— BEGIN Data listing —

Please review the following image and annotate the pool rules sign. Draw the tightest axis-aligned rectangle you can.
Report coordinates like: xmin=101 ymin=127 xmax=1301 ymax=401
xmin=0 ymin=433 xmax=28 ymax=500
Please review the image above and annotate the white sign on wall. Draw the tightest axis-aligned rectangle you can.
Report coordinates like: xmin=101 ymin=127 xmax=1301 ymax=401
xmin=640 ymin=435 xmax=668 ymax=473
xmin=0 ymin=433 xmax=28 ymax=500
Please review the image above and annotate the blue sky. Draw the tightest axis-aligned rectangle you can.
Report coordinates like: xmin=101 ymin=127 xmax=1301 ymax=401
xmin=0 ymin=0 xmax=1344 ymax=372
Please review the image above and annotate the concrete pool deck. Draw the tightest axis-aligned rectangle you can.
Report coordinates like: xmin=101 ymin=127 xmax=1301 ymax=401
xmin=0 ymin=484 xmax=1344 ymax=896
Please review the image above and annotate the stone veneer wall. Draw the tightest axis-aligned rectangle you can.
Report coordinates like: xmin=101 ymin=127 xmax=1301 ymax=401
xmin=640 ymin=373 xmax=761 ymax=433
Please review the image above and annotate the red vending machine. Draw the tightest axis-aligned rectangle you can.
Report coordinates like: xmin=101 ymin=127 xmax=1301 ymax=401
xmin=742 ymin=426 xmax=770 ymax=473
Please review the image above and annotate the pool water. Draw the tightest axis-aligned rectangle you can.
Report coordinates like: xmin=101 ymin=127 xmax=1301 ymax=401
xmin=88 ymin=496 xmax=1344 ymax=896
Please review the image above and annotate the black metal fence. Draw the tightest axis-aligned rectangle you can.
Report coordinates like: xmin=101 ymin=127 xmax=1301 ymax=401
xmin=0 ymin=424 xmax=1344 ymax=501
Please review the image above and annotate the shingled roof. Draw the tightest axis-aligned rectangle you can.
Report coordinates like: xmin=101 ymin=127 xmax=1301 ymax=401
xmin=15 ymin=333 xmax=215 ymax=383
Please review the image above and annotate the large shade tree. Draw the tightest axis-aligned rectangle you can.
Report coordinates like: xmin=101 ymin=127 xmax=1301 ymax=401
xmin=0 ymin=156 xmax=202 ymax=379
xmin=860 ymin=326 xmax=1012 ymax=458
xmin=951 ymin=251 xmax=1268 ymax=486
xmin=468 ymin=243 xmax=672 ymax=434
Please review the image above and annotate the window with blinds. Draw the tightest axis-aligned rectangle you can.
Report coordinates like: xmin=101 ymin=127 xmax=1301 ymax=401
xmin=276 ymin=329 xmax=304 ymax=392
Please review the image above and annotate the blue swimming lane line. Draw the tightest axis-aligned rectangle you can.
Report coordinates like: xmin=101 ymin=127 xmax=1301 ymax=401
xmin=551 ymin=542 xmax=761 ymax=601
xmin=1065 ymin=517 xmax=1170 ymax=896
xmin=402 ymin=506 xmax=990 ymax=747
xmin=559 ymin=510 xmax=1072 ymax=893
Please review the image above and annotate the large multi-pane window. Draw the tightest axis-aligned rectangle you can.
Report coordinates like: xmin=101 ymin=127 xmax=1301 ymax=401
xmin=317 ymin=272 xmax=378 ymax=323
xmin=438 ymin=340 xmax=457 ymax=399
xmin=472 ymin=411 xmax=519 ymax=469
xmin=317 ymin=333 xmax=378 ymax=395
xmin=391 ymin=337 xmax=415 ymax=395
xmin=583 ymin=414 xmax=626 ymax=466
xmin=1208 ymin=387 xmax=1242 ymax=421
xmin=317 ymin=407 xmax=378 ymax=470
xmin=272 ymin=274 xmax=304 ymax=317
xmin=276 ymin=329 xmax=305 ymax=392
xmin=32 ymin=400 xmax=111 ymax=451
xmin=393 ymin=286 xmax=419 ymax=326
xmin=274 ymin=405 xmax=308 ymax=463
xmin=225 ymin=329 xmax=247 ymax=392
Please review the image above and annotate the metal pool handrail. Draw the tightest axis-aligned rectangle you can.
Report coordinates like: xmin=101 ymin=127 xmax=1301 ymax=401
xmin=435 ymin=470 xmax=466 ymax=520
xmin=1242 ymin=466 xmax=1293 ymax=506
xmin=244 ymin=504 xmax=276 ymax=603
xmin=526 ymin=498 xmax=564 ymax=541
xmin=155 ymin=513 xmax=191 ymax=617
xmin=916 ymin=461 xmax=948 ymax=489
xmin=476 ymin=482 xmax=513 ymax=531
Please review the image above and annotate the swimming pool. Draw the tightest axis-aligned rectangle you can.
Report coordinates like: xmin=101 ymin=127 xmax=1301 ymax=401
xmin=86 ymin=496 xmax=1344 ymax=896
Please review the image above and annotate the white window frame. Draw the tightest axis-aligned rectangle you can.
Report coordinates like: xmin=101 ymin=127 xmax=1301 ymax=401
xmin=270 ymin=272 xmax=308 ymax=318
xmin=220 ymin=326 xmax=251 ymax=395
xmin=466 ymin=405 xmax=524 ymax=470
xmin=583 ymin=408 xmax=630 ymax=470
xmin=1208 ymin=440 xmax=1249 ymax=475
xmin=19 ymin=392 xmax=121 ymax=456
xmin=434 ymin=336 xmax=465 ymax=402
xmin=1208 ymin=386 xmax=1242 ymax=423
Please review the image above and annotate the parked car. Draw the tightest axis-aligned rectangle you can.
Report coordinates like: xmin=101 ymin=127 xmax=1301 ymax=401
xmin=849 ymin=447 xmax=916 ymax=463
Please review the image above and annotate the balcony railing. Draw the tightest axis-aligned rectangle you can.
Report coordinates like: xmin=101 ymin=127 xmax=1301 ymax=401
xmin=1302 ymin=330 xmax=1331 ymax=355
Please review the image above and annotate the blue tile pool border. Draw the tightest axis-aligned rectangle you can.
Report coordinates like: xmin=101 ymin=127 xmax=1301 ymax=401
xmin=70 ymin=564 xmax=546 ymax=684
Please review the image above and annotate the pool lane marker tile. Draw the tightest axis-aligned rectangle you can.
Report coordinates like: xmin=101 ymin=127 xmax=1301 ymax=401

— END Data listing —

- Exercise description: Copy the entries from the first line through the line that contains "xmin=15 ymin=333 xmax=215 ymax=383", swapping every "annotate" for "label" and leaving all else unchanged.

- Written reply:
Please review the following image and label the pool rules sign. Draw the tightest axis-aligned rectangle you can.
Report coordinates like: xmin=101 ymin=127 xmax=1301 ymax=401
xmin=0 ymin=433 xmax=28 ymax=500
Please review the image above and label the white sign on wall. Draw the tightest axis-aligned rectangle you can.
Report coordinates like: xmin=101 ymin=127 xmax=1301 ymax=401
xmin=640 ymin=435 xmax=668 ymax=473
xmin=0 ymin=433 xmax=28 ymax=500
Please review the image above and label the blue sky. Draw the tightest axis-aligned rectangle you can.
Report coordinates like: xmin=101 ymin=127 xmax=1301 ymax=401
xmin=0 ymin=0 xmax=1344 ymax=372
Please review the image above and label the concrete pool deck. Draw the tightest axis-aligned rectangle you can.
Report coordinates like: xmin=101 ymin=127 xmax=1301 ymax=401
xmin=0 ymin=484 xmax=1344 ymax=896
Please review the image above and label the stone veneer wall. Draw the tightest axis-aligned rectangle you can.
Report coordinates like: xmin=101 ymin=127 xmax=1301 ymax=401
xmin=640 ymin=373 xmax=761 ymax=433
Please review the image above and label the red vending machine. Draw the tightest axis-aligned rectangle you can.
Report coordinates like: xmin=101 ymin=127 xmax=1301 ymax=401
xmin=742 ymin=426 xmax=770 ymax=473
Please review the image above and label the pool water. Draw the tightest axis-aligned rectangle you can.
Report coordinates like: xmin=101 ymin=127 xmax=1301 ymax=401
xmin=88 ymin=496 xmax=1344 ymax=896
Please review the image above and label the black metal fence. Draw the tightest axis-aligned rectangle you can.
Report coordinates like: xmin=101 ymin=127 xmax=1301 ymax=401
xmin=0 ymin=424 xmax=1344 ymax=501
Please review the image above and label the shingled roof. Draw the tightest axis-aligned rectangle you can.
Report coordinates like: xmin=101 ymin=127 xmax=1301 ymax=401
xmin=15 ymin=333 xmax=215 ymax=383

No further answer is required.